TASK DETAILS — The answer must be the full listing, word for word, with no pictures in it.

*** RAW DATA ***

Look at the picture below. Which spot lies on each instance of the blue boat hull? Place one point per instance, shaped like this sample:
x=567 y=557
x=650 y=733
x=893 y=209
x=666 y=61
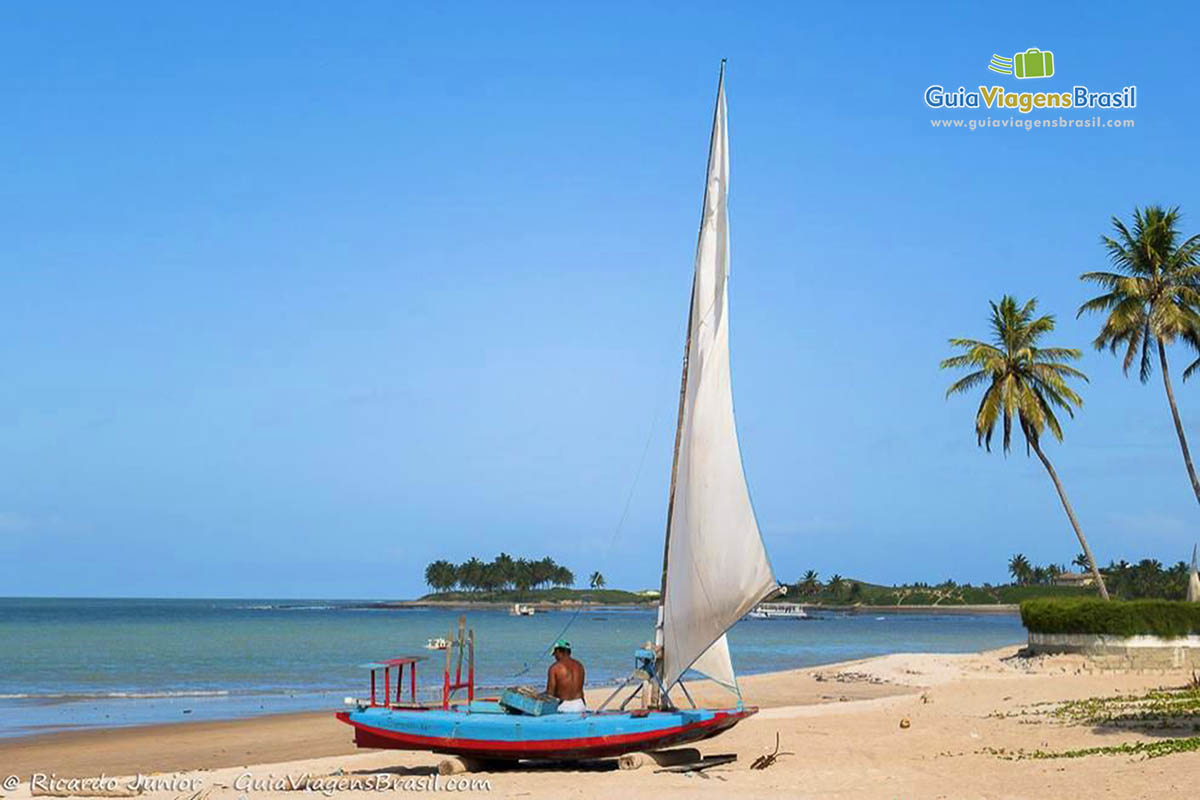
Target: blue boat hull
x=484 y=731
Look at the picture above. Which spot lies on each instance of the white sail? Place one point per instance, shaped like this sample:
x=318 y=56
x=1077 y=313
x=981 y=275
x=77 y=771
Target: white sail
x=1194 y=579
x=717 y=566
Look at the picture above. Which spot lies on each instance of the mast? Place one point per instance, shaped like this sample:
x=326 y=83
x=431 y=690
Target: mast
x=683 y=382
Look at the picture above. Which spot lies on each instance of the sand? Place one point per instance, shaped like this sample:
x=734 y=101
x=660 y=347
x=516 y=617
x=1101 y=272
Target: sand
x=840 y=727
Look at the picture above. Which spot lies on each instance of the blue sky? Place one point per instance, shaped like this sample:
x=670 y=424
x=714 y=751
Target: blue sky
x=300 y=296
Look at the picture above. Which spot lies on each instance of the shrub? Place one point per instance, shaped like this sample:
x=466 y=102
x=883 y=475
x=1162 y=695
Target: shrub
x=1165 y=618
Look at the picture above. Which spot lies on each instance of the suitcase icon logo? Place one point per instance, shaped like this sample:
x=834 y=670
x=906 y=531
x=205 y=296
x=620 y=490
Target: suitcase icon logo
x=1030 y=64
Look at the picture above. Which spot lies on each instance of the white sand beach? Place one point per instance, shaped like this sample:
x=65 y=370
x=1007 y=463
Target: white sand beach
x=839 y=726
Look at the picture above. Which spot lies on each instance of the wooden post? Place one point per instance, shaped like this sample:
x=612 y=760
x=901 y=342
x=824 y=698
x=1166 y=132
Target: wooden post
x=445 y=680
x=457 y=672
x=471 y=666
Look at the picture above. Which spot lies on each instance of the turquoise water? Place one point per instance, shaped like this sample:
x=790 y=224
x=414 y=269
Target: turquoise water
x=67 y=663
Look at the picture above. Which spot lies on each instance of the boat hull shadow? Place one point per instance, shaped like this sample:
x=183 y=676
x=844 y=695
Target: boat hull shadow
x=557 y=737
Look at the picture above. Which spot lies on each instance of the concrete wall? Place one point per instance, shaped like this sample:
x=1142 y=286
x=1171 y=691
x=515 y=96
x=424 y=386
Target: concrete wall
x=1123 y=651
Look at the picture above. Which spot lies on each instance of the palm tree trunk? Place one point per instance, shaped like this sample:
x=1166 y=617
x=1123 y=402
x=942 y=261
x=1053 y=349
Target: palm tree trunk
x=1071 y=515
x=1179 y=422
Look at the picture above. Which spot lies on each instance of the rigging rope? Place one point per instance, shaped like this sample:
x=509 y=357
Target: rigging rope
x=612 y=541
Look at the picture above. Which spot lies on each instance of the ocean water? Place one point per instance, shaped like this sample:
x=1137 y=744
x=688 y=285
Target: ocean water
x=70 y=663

*** End of RAW DATA ***

SOLUTION TO THE EXERCISE —
Look at the picture below. Which spot lies on each instance of the blue boat hull? Place one point per instance, shaped like this sample:
x=567 y=557
x=650 y=733
x=893 y=209
x=666 y=61
Target: blue boat hull
x=484 y=731
Look at the picture above. Which spot lies on each instance of the white sail? Place one point per instance, shaped like this sample:
x=318 y=56
x=1077 y=313
x=981 y=275
x=77 y=771
Target: white sail
x=1194 y=579
x=717 y=566
Look at the picture above. Which spot lies on each instance of the mast? Place one point per instance, shaped like this sample:
x=326 y=83
x=431 y=690
Target: mast
x=683 y=382
Look at the picture above. Which spot lies on each instance of the sand? Place one point per instance, shaped like this sample:
x=734 y=101
x=660 y=347
x=516 y=617
x=1101 y=272
Target: sand
x=840 y=727
Look at the picture above. Which spot lies on each instance of the blue sky? Place one point per instance, shaped like this sample:
x=670 y=424
x=714 y=751
Target: blue sky
x=300 y=296
Look at the picture above. Which spot lies on each instance of the shrub? Place one point per instance, shaped like this sample:
x=466 y=102
x=883 y=475
x=1162 y=695
Target: shrub
x=1165 y=618
Look at the picture above. Which spot lies on each instance of the suitcase icon logo? Place one point per instance, shaped like this sample:
x=834 y=670
x=906 y=531
x=205 y=296
x=620 y=490
Target: suitcase icon logo
x=1030 y=64
Look at the picture above. Which spot lies on each instance of the white sand beach? Place one point per instance, shaped like this sample:
x=65 y=370
x=1007 y=463
Target: white sand beach
x=839 y=726
Look at the picture above. Which spot lies on each instance of the wooden post? Place one point per instance, shaped like this sample:
x=612 y=760
x=901 y=342
x=824 y=698
x=1166 y=132
Target: wooden post
x=445 y=680
x=457 y=672
x=471 y=666
Look at the picture above. Which spot lies on each instance of the turquoise water? Place one point per instance, shaped like this sample:
x=790 y=224
x=414 y=269
Target: turquoise water
x=67 y=663
Look at the picture above. Which spot lies on each instance of the boat hull shadow? Place one point per instance, shaped like this sample:
x=183 y=676
x=844 y=695
Target: boat hull shadow
x=557 y=737
Look at the picture above. Which spot lies on each instance of the concrete wall? Place one point per instance, shaped like this sample:
x=1142 y=286
x=1171 y=691
x=515 y=96
x=424 y=386
Target: concrete wall
x=1123 y=651
Look at the picture above. Which spot lies on each instance of the palm tree trunk? Place one point per instance, shaped like this sample:
x=1166 y=617
x=1123 y=402
x=942 y=261
x=1053 y=349
Target: palm tree trunk
x=1071 y=515
x=1179 y=422
Look at the picture above. Which spot lies on each instance of the rigging rope? Place one point per instance, shaped like this sample:
x=509 y=357
Target: rigging rope
x=612 y=541
Look at the picture above. Which spot lies on each instance of the ocean water? Place one point per instance, shaped like this sample:
x=1137 y=744
x=688 y=285
Target: ocean water
x=70 y=663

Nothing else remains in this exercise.